● **Page text**
In February this year, the country declared a national food security emergency to stabilize rice prices and release buffer stocks. However, many human rights advocates argued that these measures neglect to address the root causes of food insecurity stemming from an import-dependent-export-oriented industrialization model. Such a system that Lura highlighted has been worsened by the country’s subservience to the United States.

“Malaki ang papel dito ng US, partikular sa talamak na paglabag sa karapatang pantao ng mamamayang Pilipino,” Lura emphasized.

On PH-US ties

This December 2025, the US released its updated National Security Strategy (NSS) that prioritizes an “America First” posture and reaffirms its ambition to remain the “greatest and most successful nation in human history.” 

US President Donald Trump further asserts that achieving peace requires the US to consolidate its economic, political, military, technological, and cultural dominance to deter threats to its interests.

Human rights groups Karapatan noted that it is likewise clear in Trump’s NSS that his administration will continue to foment unrest by mobilizing its allies and puppets in Asia and utilizing them as launch pads in its conflict with China. Case in point: the escalating tension between the Philippines and China in the disputed West Philippine Sea.

● **Work to complete**
1/ How would you rewrite the paragraph in the article that begins "In February this year" as a short list of its main facts?
2/ Could you retype the rows from the line containing "plank with a tight axis-aligned box." through the end of the rows, including both ends?

● **Extracted records**
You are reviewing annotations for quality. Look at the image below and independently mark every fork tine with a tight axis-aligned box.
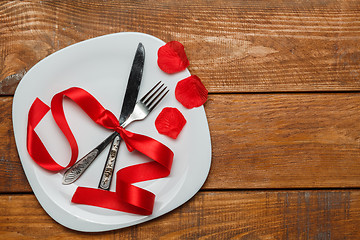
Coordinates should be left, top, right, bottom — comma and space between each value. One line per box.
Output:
140, 81, 164, 102
149, 88, 170, 112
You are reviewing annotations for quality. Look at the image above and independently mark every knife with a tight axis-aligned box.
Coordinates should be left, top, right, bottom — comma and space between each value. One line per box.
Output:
62, 43, 145, 186
99, 43, 145, 190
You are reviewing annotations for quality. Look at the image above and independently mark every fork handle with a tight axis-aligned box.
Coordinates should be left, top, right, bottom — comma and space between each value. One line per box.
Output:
98, 134, 121, 190
62, 132, 118, 185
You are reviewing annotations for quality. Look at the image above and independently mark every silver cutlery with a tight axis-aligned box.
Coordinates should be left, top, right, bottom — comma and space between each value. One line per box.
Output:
99, 43, 145, 190
63, 81, 169, 185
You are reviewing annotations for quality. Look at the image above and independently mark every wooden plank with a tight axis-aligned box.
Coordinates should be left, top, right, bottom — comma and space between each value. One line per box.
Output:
0, 190, 360, 239
0, 93, 360, 192
0, 0, 360, 95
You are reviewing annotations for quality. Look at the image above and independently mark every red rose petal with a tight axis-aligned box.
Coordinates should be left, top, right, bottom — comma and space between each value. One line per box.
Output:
175, 75, 208, 109
155, 107, 186, 139
158, 41, 189, 73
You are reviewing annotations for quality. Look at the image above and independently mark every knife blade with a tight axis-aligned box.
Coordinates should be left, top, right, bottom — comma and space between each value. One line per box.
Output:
98, 43, 145, 190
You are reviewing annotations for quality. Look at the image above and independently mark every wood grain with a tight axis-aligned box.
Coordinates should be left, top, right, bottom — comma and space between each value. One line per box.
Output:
0, 0, 360, 95
0, 190, 360, 240
0, 93, 360, 192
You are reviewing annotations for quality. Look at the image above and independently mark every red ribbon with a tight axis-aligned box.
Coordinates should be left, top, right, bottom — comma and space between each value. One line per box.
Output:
27, 87, 174, 215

● **Answers provided**
1/
- In February, the country declared a national food security emergency to stabilize rice prices and release buffer stocks.
- Many human rights advocates argued that these measures neglect the root causes of food insecurity. They said those causes stem from an import-dependent, export-oriented industrialization model.
- Lura highlighted that this system has been worsened by the country's subservience to the United States.

2/
You are reviewing annotations for quality. Look at the image above and independently mark every wooden plank with a tight axis-aligned box.
Coordinates should be left, top, right, bottom — comma and space between each value. One line per box.
Output:
0, 190, 360, 239
0, 93, 360, 192
0, 0, 360, 95
You are reviewing annotations for quality. Look at the image above and independently mark every red rose petal with a tight axis-aligned box.
Coordinates should be left, top, right, bottom — comma and space between each value. One line per box.
Output:
175, 75, 208, 109
155, 107, 186, 139
158, 41, 189, 73
You are reviewing annotations for quality. Look at the image above and independently mark every knife blade with a tight axis-aligned box.
Coordinates should be left, top, right, bottom — comma and space between each value. One line per box.
Output:
98, 43, 145, 190
You are reviewing annotations for quality. Look at the image above and independently mark every wood grain with a tight axis-aligned box.
Coordinates should be left, top, right, bottom — comma and space between each value. One line per box.
Output:
0, 0, 360, 95
0, 190, 360, 240
0, 93, 360, 192
You are reviewing annotations for quality. Look at the image above and independently mark every red ribbon with a tight axis-aligned box.
Coordinates should be left, top, right, bottom — comma and space between each value. One line per box.
Output:
27, 87, 174, 215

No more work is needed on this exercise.